Estratto della pagina

'''

Centri anti violenza in crisi «I soldi non bastano più»
Svolgono un ruolo fondamentale nella lotta alla violenza di genere e solo lo scorso anno hanno dato assistenza a mille donne vittime di maltrattamenti e abusi. Ma per i due Centri anti violenza (Cav) operativi in città non sono affatto tempi facili. Colpa del progressivo taglio dei fondi regionali che va avanti da un decennio, non tamponato di certo dall'intervento dello Stato che al momento sul piatto mette solo briciole. E se proprio in questi giorni - su proposta dell'assessore Mario Nieddu - la Regione ha stanziato un milione di euro a cui si aggiungono 545 mila euro di risorse statali, segnando così un deciso miglioramento rispetto al 2018, resta il fatto che i soldi a disposizione dei Cav sono considerati ancora insufficienti.
I fondi non bastano
«Nel 2009, per un Centro dotato anche di una casa rifugio come il nostro, dalla Regione arrivavano 331 mila euro - spiega Silvana Migoni, del Cav Donne al Traguardo -, nel 2018 invece il contributo è sceso a 172 mila euro, mentre con quest'ultimo stanziamento arriviamo a 240 mila euro. Inutile dire che questa erosione ha creato affanno nella gestione, anche perché i costi di una casa rifugio restano costanti a prescindere dal numero di donne ospitate. Così negli anni siamo stati costretti a ridimensionare il personale nel numero e nella disponibilità oraria, passando ad esempio dal full time al part time. Inoltre i fondi arrivano sempre in ritardo e spesso ci si affida al volontariato puro».
Affanno quotidiano
Ancora meno sono i soldi destinati ai Cav senza casa rifugio, come quello di Donna Ceteris che nel 2018 ha ricevuto dalla Regione 42 mila euro, mentre quest'anno arriverà a 50 mila. «Dopo aver accorpato lo sportello di Quartu ora gestiamo un territorio vastissimo - precisa la responsabile Silvana Maniscalco -, che va da Portoscuso a Muravera sino ad Arbus. Non amo fare discorsi di denaro ma ricordo che con noi lavorano psicologhe, assistenti sociali e avvocate che fanno un lavoro immane e danno una disponibilità h24. Rispondiamo anche di notte e nei giorni festivi ma servono risorse per essere messe nelle condizioni di operare capillarmente, anche andando nelle scuole perché la formazione è fondamentale».
La situazione
Eppure la Sardegna è stata negli ultimi anni una delle regioni più virtuose, fra le prima ad adottare una propria legge nel 2007 e ad attivare una rete antiviolenza fra i vari Centri presenti nell'Isola, che attualmente sono otto, di cui cinque con anche una casa rifugio. Non a caso i tassi d'accoglienza restano fra i più alti d'Italia, in linea con i territori più attenti. Evidentemente però ancora non basta. Anche perché lo Stato continua ad avere il braccino davvero troppo corto: basti pensare che, stando all'Istat, nel 2017 i fondi per i Centri antiviolenza sono stati 12 milioni di euro, che - se divisi per il numero delle donne accolte - equivalgono ad appena 76 centesimi al giorno.

'''

Cose da fare
**A.** Riproduci un brano dell'articolo sui centri antiviolenza: parti dalle parole "Centri anti violenza in" e fermati dopo "considerati ancora insufficienti.".
**B.** Riprendi l'articolo sui centri antiviolenza dal punto in cui si ferma e portalo avanti.

Informazioni mostrate
'''

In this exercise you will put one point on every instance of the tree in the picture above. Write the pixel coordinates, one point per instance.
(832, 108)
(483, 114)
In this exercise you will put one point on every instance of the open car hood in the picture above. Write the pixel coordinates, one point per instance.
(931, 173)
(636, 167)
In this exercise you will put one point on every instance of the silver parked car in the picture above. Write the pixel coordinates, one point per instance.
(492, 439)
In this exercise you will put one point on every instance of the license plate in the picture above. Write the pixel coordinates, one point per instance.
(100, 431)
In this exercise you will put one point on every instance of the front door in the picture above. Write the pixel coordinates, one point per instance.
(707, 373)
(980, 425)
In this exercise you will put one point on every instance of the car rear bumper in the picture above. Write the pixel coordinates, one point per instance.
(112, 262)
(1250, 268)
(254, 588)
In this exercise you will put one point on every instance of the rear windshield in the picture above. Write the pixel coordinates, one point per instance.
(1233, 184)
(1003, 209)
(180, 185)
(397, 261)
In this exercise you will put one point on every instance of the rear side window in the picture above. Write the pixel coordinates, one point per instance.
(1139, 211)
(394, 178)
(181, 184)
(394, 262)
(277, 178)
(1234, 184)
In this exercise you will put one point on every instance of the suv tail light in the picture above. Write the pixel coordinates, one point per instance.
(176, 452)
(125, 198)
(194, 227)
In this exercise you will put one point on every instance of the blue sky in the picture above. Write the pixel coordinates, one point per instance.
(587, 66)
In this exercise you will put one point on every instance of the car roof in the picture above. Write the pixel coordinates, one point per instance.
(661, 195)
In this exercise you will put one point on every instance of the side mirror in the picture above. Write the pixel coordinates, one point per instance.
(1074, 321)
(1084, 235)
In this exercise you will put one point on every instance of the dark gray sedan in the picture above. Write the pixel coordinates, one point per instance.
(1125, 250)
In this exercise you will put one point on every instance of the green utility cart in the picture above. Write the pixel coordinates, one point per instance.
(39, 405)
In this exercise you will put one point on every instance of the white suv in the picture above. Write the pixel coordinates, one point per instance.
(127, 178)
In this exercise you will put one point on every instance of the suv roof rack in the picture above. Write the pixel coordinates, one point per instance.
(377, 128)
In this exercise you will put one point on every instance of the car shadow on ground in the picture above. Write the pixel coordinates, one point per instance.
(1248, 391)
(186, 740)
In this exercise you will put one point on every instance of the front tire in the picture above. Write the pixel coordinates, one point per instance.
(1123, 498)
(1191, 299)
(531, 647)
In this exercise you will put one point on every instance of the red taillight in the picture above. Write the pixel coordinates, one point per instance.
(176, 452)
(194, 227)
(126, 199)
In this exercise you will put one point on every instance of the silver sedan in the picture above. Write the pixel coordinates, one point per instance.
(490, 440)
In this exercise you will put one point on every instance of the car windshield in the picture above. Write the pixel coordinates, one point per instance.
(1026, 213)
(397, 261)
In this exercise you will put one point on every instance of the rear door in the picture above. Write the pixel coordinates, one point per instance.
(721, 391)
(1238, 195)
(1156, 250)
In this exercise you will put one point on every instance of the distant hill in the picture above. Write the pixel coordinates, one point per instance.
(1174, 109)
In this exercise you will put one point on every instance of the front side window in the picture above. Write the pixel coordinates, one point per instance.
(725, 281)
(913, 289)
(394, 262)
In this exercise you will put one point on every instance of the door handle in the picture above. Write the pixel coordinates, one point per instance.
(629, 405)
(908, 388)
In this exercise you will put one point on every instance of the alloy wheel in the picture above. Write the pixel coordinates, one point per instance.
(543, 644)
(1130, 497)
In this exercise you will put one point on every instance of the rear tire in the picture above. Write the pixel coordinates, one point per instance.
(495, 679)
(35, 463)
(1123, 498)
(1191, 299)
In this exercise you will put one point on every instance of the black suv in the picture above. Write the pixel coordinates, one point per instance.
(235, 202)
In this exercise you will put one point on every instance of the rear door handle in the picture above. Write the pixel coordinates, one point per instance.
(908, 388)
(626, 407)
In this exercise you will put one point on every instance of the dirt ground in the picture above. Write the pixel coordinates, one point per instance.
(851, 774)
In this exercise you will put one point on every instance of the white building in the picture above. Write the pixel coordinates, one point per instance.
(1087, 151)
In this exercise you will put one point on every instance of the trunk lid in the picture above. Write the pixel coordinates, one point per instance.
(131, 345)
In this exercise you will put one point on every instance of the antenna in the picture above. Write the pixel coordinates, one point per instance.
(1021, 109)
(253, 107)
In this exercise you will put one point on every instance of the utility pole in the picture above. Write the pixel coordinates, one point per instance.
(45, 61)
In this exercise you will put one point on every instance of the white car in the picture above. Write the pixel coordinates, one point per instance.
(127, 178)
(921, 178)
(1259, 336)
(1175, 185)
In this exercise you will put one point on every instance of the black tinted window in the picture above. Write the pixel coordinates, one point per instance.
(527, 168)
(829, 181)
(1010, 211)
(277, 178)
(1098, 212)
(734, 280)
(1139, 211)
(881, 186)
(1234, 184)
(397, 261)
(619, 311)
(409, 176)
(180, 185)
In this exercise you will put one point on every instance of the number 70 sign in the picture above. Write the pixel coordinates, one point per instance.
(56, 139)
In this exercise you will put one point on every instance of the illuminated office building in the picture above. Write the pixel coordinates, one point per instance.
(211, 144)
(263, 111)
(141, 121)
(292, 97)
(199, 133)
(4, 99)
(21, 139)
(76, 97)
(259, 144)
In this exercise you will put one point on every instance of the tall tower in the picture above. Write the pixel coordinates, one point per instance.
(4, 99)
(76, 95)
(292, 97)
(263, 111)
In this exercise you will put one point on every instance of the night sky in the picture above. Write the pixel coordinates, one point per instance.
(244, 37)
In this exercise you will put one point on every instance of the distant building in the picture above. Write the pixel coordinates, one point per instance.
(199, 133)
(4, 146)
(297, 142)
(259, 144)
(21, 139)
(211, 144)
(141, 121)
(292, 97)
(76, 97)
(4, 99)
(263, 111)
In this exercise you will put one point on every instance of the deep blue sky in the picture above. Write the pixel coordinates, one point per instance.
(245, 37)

'''

Problemi risolti
**A.**
Centri anti violenza in crisi «I soldi non bastano più»
Svolgono un ruolo fondamentale nella lotta alla violenza di genere e solo lo scorso anno hanno dato assistenza a mille donne vittime di maltrattamenti e abusi. Ma per i due Centri anti violenza (Cav) operativi in città non sono affatto tempi facili. Colpa del progressivo taglio dei fondi regionali che va avanti da un decennio, non tamponato di certo dall'intervento dello Stato che al momento sul piatto mette solo briciole. E se proprio in questi giorni - su proposta dell'assessore Mario Nieddu - la Regione ha stanziato un milione di euro a cui si aggiungono 545 mila euro di risorse statali, segnando così un deciso miglioramento rispetto al 2018, resta il fatto che i soldi a disposizione dei Cav sono considerati ancora insufficienti.

**B.**
I numeri
Ma quali sono i numeri in città? Al Cav di Donne al Traguardo nel 2018 hanno chiesto aiuto 431 donne, mentre quelle effettivamente prese in carico, cioè che hanno iniziato un percorso, sono 148, fra cui ci sono 6 professioniste, 29 laureate e 34 diplomate a dimostrazione del fatto che la violenza fra le mura domestiche è una piaga trasversale. Di queste 17 sono state ospitate nella casa rifugio (per massimo quattro mesi) insieme a 15 minori. Simili i numeri del centro di Donna Ceteris, che lo scorso anno ha dato assistenza a 525 donne. Dati che dovrebbero essere in linea con quelli di quest'anno, a conferma di un trend costante dopo il boom di accessi ai Centri registrato alla fine degli anni Duemila.
Punta dell'iceberg
«Ma in realtà c'è una fetta di sommerso enorme - avverte Migoni -, molte donne continuano a non denunciare e il recente caso Bibbiano ha avuto effetti devastanti perché tante donne ora hanno paura di vedersi portare via i figli». C'è poi un altro aspetto importante, come sottolinea Maniscalco: «Messa in sicurezza la donna cosa succede dopo? È su questo che ci dobbiamo interrogare, facendo tesoro degli esempi di realtà virtuose come la Spagna e l'Inghilterra, dove invece di rincorrere l'emergenza come facciamo in Italia, affrontano il fenomeno a 360 gradi garantendo l'inizio del percorso ma anche la conclusione, cioè l'inserimento lavorativo e una casa».
Più Cav?
All'orizzonte c'è comunque il progetto d'incrementare i Cav nell'Isola. E con la delibera del 30 ottobre la Regione ha fatto il primo passo, destinando 195 mila euro dei fondi complessivi proprio «all'istituzione di nuovi centri antiviolenza». Una misura che però non convince del tutto chi attualmente opera in città. «Forse sarebbe meglio implementare quelle che già ci sono - dice Migoni -, anche perché la coperta rischia di restare sempre corta. Noi ad esempio facciamo già molte ore nei Comuni sardi che hanno aperto uno sportello proprio per garantire la presenza nei territori». Le fa eco Maniscalco: «Aumentare il numero dei centri non so quanto sarebbe davvero utile - spiega -, piuttosto potenziassero quelli esistenti attivando anche verifiche sull'attività svolta. Sono anni che chiediamo un osservatorio in tal senso, per me la criticità non sono i soldi che, comunque, devono essere spesi per le donne».